【熊本】熊本国税局は3月7日、熊本市のホテル熊本テルサで「酒類業者に対する経営活性化支援研修」を開催した。熊本地震で被災した酒類業者の復興及び経営活性化を目指すもので、テーマは県産の日本酒と本格焼酎。日本ソムリエ協会(本部事務局・東京都)の田崎真也会長を講師に招きテイスティング及び表現法を学んだ。酒質を欠点ではなく加点で捉え、料理との相性までイメージしていく。すべて食事を楽しい時間とするためのサービスに徹する視点が参加者に刺激を与えた。
対象は熊本県の生販三層組合(熊本県酒造組合連合会<吉村浩平会長>、熊本県卸売酒販組合<池田正三郎理事長>、熊本県小売酒販組合連合会<松本隆司会長>)の組合員で100人が参加した。
研修は日本酒・焼酎に特化した協会の新認定制度「SAKE DIPLOMA(サケ・ディプロマ)」に沿う内容で、①ワインに準じたテイスティングアプローチ②日本酒と料理の相性に関する再考察--が行われた。対象酒は日本酒は特定名称酒5種、焼酎は米製5種・芋製1種。

◆ 記録一覧
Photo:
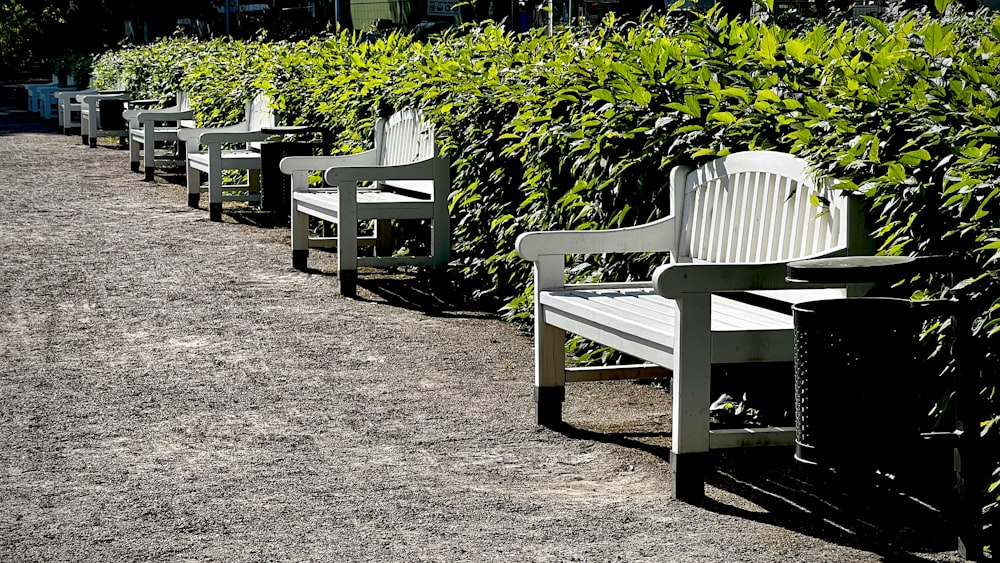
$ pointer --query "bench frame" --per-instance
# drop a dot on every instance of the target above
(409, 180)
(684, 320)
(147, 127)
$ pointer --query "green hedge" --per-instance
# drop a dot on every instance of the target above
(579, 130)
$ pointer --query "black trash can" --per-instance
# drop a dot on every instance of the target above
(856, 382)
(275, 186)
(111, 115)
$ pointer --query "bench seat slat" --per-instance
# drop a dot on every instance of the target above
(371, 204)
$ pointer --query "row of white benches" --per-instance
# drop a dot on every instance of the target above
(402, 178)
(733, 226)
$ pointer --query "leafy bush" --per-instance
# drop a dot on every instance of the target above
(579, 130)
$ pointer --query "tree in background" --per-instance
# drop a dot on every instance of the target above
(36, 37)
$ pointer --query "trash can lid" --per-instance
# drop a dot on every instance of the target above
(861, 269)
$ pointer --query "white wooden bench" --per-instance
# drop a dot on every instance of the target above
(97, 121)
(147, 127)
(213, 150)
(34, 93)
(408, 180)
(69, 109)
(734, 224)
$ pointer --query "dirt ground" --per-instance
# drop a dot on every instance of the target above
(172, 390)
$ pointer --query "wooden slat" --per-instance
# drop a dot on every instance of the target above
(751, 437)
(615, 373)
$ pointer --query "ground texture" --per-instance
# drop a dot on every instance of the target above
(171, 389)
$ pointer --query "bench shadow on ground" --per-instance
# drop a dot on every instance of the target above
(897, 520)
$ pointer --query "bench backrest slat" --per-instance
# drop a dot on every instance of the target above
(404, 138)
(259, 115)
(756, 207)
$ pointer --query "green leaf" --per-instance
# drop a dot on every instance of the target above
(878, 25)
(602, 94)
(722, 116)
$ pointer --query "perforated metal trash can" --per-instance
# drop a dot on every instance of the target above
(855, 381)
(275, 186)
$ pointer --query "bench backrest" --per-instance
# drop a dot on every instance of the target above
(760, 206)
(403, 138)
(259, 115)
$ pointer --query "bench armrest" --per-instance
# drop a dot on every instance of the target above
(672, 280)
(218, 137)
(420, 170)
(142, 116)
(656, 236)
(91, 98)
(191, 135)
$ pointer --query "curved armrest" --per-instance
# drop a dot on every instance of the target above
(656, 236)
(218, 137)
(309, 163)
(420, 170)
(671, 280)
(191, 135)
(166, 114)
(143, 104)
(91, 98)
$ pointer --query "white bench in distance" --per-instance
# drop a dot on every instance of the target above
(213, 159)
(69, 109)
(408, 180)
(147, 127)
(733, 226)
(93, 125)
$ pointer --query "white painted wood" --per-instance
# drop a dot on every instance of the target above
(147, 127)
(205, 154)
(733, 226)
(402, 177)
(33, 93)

--

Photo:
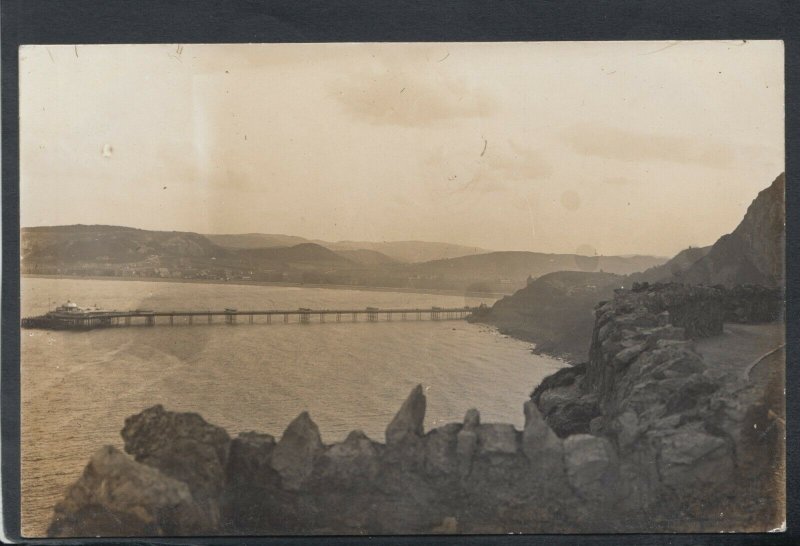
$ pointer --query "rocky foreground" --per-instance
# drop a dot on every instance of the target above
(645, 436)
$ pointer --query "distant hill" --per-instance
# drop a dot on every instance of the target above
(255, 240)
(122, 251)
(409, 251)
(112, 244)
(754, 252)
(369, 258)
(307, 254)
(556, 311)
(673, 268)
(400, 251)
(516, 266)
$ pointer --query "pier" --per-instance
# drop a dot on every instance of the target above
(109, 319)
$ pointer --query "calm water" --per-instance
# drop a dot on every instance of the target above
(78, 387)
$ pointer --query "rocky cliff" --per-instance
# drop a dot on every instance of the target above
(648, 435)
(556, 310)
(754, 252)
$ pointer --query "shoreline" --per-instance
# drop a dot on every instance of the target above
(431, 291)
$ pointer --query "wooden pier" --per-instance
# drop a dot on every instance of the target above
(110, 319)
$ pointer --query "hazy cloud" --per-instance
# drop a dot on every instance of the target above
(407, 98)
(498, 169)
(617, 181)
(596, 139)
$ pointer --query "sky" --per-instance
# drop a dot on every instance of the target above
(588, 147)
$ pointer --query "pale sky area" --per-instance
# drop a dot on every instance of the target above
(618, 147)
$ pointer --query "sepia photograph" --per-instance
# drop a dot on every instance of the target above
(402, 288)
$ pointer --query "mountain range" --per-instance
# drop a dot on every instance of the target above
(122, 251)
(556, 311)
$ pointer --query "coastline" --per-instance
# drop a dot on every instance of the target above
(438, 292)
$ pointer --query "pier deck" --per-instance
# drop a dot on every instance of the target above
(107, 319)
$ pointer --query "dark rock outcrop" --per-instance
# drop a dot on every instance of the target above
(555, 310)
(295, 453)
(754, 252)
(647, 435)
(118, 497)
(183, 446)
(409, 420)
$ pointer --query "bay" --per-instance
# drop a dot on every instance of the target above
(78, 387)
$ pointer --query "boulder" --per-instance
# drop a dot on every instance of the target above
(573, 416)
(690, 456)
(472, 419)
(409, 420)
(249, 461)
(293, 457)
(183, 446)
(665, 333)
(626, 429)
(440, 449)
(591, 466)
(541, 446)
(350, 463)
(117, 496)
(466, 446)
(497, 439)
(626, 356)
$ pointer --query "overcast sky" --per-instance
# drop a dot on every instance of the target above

◆ 作業の目的
熊本国税局の酒類業者向け研修の記事のうち、「対象は熊本県の生販三層組合(熊本県酒造組」から「定名称酒5種、焼酎は米製5種・芋製1種。」までの箇所を一字一句違えずに書き写してください。

◆ 解答全文
対象は熊本県の生販三層組合(熊本県酒造組合連合会<吉村浩平会長>、熊本県卸売酒販組合<池田正三郎理事長>、熊本県小売酒販組合連合会<松本隆司会長>)の組合員で100人が参加した。
研修は日本酒・焼酎に特化した協会の新認定制度「SAKE DIPLOMA(サケ・ディプロマ)」に沿う内容で、①ワインに準じたテイスティングアプローチ②日本酒と料理の相性に関する再考察--が行われた。対象酒は日本酒は特定名称酒5種、焼酎は米製5種・芋製1種。